Stored dataset items
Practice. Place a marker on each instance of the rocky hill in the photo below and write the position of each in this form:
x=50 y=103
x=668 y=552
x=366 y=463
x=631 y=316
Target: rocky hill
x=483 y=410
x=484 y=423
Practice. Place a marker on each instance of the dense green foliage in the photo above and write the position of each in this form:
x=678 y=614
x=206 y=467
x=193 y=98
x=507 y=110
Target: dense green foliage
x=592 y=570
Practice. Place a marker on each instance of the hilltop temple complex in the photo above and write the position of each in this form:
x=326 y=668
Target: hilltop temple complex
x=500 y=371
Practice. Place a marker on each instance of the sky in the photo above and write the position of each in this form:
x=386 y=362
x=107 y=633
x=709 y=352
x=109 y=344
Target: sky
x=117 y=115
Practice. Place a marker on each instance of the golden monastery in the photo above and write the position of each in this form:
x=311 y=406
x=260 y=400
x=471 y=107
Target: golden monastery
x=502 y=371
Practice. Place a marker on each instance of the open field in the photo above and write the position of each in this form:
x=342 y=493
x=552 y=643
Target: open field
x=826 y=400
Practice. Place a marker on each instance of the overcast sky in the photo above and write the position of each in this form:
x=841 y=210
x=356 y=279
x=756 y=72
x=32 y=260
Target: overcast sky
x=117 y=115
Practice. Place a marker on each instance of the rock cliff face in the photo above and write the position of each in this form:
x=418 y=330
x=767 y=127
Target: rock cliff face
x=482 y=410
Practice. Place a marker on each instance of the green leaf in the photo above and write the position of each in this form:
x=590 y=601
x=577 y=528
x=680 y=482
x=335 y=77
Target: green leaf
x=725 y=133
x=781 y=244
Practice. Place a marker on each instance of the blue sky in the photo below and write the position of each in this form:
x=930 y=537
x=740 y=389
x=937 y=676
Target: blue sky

§ Exercise requirements
A complete, exact copy of the entries above is what is wanted.

§ Reply
Practice. Place a marker on each instance of the rocky hill in the photo below and write the position of each in this form:
x=50 y=103
x=668 y=552
x=366 y=463
x=631 y=316
Target: rocky hill
x=483 y=410
x=484 y=423
Practice. Place a marker on each instance of the dense green foliage in the photo above and write the position of each in this form:
x=678 y=614
x=206 y=467
x=193 y=98
x=507 y=110
Target: dense green foliage
x=592 y=570
Practice. Place a marker on each instance of the hilltop temple complex in the photo above and write the position of each in this form:
x=326 y=668
Target: hilltop temple complex
x=500 y=371
Practice. Place a marker on each instance of the sky in the photo above and write the position of each in this form:
x=386 y=362
x=107 y=633
x=709 y=352
x=109 y=344
Target: sky
x=117 y=115
Practice. Place a marker on each instance of the golden monastery in the photo above and write the position of each in this form:
x=311 y=406
x=260 y=400
x=471 y=107
Target: golden monastery
x=502 y=371
Practice. Place a marker on each instance of the open field in the photo above and write the position of each in this form:
x=342 y=493
x=552 y=643
Target: open field
x=826 y=400
Practice. Place a marker on each instance of the overcast sky in the photo above and write the position of each in this form:
x=841 y=210
x=356 y=279
x=756 y=72
x=32 y=260
Target: overcast sky
x=117 y=115
Practice. Place a marker on each instance of the rock cliff face in the photo above and write the position of each in this form:
x=418 y=330
x=767 y=127
Target: rock cliff face
x=482 y=410
Practice. Place a marker on each instance of the green leaf in the photo above and write the position of each in this form:
x=590 y=601
x=577 y=528
x=680 y=482
x=335 y=77
Target: green leaf
x=725 y=133
x=781 y=244
Practice. Place a marker on each instance of the blue sky in the photo below and write the position of each in this form:
x=930 y=537
x=740 y=389
x=937 y=676
Target: blue sky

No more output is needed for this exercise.